- Extracto proporcionado -
○ ○ ○ ○

A 25 AÑOS DEL VIAJE AL ÁFRICA

Por Hernán Luis Biasotti, 

Autor de Claves para la Navegación Feliz, Del Plata al África Solo y a Vela Pura, y otros libros didácticos y de relatos marineros.

Un jueves por la mañana hace veinticinco años, el 24 de noviembre de 1994, tomé amarras en Punta Chica tras 53 días de navegación en solitario desde el otro lado del África. La corredera que remolcaba mi velero de 26 pies, el Eos II, marcaba que en esa etapa, la más larga, habían pasado sin escalas 4.871 millas de agua bajo la quilla. En el recorrido total había doblado en ambos sentidos el Cabo de Buena Esperanza y me había dado una panzada de 11.300 millas de alta mar. No había pasado por el sur de los tres grandes cabos, pero la distancia total equivalía a más de media vuelta al mundo practicando el deporte puro según las reglas del arte; no es poca cosa.

○ ○ ○ ○

- Tarea escrita A -
En el relato del viaje al África, ¿cuántos días de navegación en solitario llevaba el velero al tomar amarras en Punta Chica?
- Tarea escrita B -
Resume en dos oraciones el relato del viaje al África.
- Tarea escrita C -
Escribe la parte siguiente del relato del viaje al África, a partir de su última oración.

○ ○ ○ ○

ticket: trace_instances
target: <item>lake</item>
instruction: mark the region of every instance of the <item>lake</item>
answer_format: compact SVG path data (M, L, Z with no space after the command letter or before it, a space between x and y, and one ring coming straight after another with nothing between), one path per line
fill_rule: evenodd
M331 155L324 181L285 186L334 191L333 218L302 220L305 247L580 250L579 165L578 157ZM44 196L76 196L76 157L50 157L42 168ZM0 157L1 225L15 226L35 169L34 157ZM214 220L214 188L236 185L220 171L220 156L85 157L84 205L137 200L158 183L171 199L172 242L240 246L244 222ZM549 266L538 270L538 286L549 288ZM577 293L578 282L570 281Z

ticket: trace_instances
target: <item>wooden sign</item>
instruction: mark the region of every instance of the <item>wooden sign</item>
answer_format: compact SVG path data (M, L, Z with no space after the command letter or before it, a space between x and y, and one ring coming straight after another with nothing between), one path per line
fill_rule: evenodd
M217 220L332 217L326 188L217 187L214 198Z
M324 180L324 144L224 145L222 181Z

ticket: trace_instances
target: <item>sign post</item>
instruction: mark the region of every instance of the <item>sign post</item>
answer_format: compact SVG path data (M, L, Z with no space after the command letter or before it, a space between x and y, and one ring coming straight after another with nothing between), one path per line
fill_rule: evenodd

○ ○ ○ ○

- Respuesta escrita A -
53 días.

- Respuesta escrita B -
El 24 de noviembre de 1994, Hernán Luis Biasotti tomó amarras en Punta Chica con su velero de 26 pies, el Eos II, tras 53 días y 4.871 millas sin escalas desde el otro lado del África. En todo el recorrido dobló en ambos sentidos el Cabo de Buena Esperanza y navegó 11.300 millas de alta mar, más de media vuelta al mundo.

- Respuesta escrita C -
En el viaje de ida, de fin de marzo a principios de mayo, avisté Table Mountain, La Mesa, en 44 días directo desde San Isidro. A pocas millas de Ciudad del Cabo vino niebla y aguanté afuera con lluvia y cerrazón hasta que fue posible entrar al puerto cuando aclaró tres días después. La corredera registró 4.223 millas de amarra a amarra y el almanaque náutico perdió 47 hojas. Las sencillas reglas del juego que me había propuesto eran hacer navegación tradicional, sin motor, sin comunicaciones, sin instrumentos electrónicos, absolutamente solo y sin cualquier tipo de ayuda. El velero estaba deliberadamente desprovisto de máquinas y accesorios.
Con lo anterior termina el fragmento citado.